■ **AIM OF THE TASK**: Every record below must be copied exactly, with images dropped.

==============================

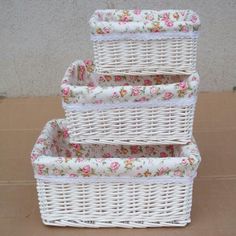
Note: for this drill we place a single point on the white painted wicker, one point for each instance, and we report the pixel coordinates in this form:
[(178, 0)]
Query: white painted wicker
[(78, 186), (143, 44), (127, 205), (164, 56), (156, 121)]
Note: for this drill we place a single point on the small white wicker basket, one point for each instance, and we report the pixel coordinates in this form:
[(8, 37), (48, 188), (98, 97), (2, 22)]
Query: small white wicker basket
[(144, 42), (103, 186), (128, 109)]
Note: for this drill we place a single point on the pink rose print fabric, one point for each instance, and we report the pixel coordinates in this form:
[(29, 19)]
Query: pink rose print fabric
[(143, 21), (53, 155)]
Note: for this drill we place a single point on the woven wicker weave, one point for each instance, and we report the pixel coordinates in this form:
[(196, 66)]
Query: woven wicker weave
[(115, 204), (144, 42), (156, 121), (160, 125), (165, 56)]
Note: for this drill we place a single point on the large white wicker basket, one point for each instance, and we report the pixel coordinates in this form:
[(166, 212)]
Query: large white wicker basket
[(144, 42), (78, 188), (128, 109)]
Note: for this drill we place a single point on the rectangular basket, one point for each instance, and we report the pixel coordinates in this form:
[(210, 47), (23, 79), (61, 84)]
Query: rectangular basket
[(112, 186), (144, 41), (128, 109)]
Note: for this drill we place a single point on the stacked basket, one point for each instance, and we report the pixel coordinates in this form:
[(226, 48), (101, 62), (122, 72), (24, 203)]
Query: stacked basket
[(124, 156)]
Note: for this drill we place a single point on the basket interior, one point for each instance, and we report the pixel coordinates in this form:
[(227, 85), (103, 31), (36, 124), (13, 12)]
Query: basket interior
[(84, 75), (58, 145)]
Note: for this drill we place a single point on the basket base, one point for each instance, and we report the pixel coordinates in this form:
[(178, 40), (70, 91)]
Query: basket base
[(115, 224), (126, 205)]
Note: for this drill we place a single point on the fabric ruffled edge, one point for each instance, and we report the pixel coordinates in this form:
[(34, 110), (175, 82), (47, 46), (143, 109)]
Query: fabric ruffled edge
[(141, 24), (42, 156)]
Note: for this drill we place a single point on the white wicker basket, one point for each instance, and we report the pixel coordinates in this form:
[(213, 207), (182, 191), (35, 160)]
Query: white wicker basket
[(144, 42), (156, 193), (128, 109)]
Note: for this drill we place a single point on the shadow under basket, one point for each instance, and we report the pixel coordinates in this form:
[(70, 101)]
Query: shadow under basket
[(112, 186)]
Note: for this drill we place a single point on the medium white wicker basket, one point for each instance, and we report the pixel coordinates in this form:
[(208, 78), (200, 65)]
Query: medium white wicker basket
[(128, 109), (144, 42), (78, 188)]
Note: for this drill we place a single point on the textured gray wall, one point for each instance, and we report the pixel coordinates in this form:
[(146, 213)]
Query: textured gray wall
[(40, 38)]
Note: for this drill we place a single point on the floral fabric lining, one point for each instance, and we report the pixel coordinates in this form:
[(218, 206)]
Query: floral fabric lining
[(82, 85), (143, 21), (53, 155)]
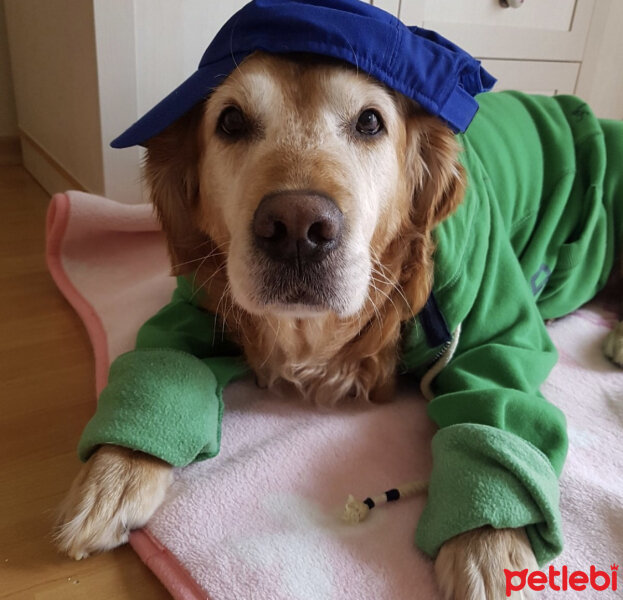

==============================

■ **RESPONSE TO THIS EXERCISE**:
Note: for this drill we place a single point on the white painted wicker, one point for each instance, and we report the pixel coordinates in this form:
[(178, 0)]
Query: white painted wicker
[(78, 186), (143, 44), (127, 205), (164, 56), (156, 121)]
Note: for this drill we place a single point on the small white wicker basket, one point for each instance, and we report the pixel coordinates in this form:
[(8, 37), (48, 188), (98, 97), (2, 22)]
Query: small white wicker basket
[(144, 42), (103, 186), (128, 109)]
Note: for this drill we place a single point on the pink rose print fabric, one point for each instance, and we report the pixel coordinates in this form:
[(29, 19)]
Query: pink rose print fabric
[(143, 21), (53, 155)]
Note: for this drill we place a single point on the woven wicker weave, one point for each instance, and we report the pixel coordinates in this form:
[(196, 66)]
Query: woven wicker weave
[(115, 204), (144, 42), (156, 121), (160, 125), (165, 56)]
Note: for this drill we place a single point on the large white wicker basket, one point for each instance, and we report the pixel coordinates in this form:
[(166, 212)]
Query: large white wicker basket
[(144, 42), (78, 188), (128, 109)]
Note: for this drill we place a single point on the rectangular basket, one point for each instance, and we report the pixel coordinates in this form:
[(210, 47), (23, 79), (61, 84)]
Query: rectangular basket
[(112, 186), (144, 41), (128, 109)]
Note: for this drill we place a single point on the stacked basket, one point for each instance, and we report the pixel coordinates in this form:
[(226, 48), (101, 62), (122, 72), (24, 203)]
Query: stacked basket
[(124, 156)]
Note: for this drill we place a single point on the basket interior, one point for each instance, and we report the pixel coordinates in this form:
[(227, 85), (103, 31), (36, 124), (13, 12)]
Query: basket interior
[(84, 75), (58, 145)]
Note: for this drill we place a single point on the basket base, one point for each instance, and we report the pixel coordinates in this form:
[(178, 40), (70, 91)]
Query: basket base
[(115, 224), (126, 205)]
Note: for this drill we place a single point on the fabric ruffled edge, one point for each instance, and we report the pixel coordinates in this form:
[(34, 110), (175, 82), (47, 46), (143, 109)]
Query: fabric ruffled edge
[(141, 24), (42, 156)]
Note: for this drill we place a single point on the white wicker basket, one point for each instance, and we report the pixel coordinates in this form:
[(213, 207), (182, 191), (35, 160)]
Query: white wicker basket
[(144, 42), (156, 193), (128, 109)]
Note: for this drill we place a single point on the shadow under basket, one point for each instance, and we report the pixel coordinates in this form:
[(70, 101)]
Query: shadow under basket
[(112, 186)]
Note: for this drill we place a single point on the medium white wicker basket, one point for each instance, and we report the pixel coordinates in this form:
[(208, 78), (200, 65)]
Query: medium white wicker basket
[(128, 109), (144, 42), (78, 188)]
Note: for this drill we place a single point on the textured gray wall, one point for each instance, and we report the pixel coordinates in this form:
[(146, 213)]
Query: textured gray wall
[(40, 38)]
Note: for this drill we place a single point on the floral fabric lining, one point for each instance, and we report the pixel coordinates in this form:
[(218, 206)]
Query: floral fabric lining
[(82, 85), (143, 21), (53, 155)]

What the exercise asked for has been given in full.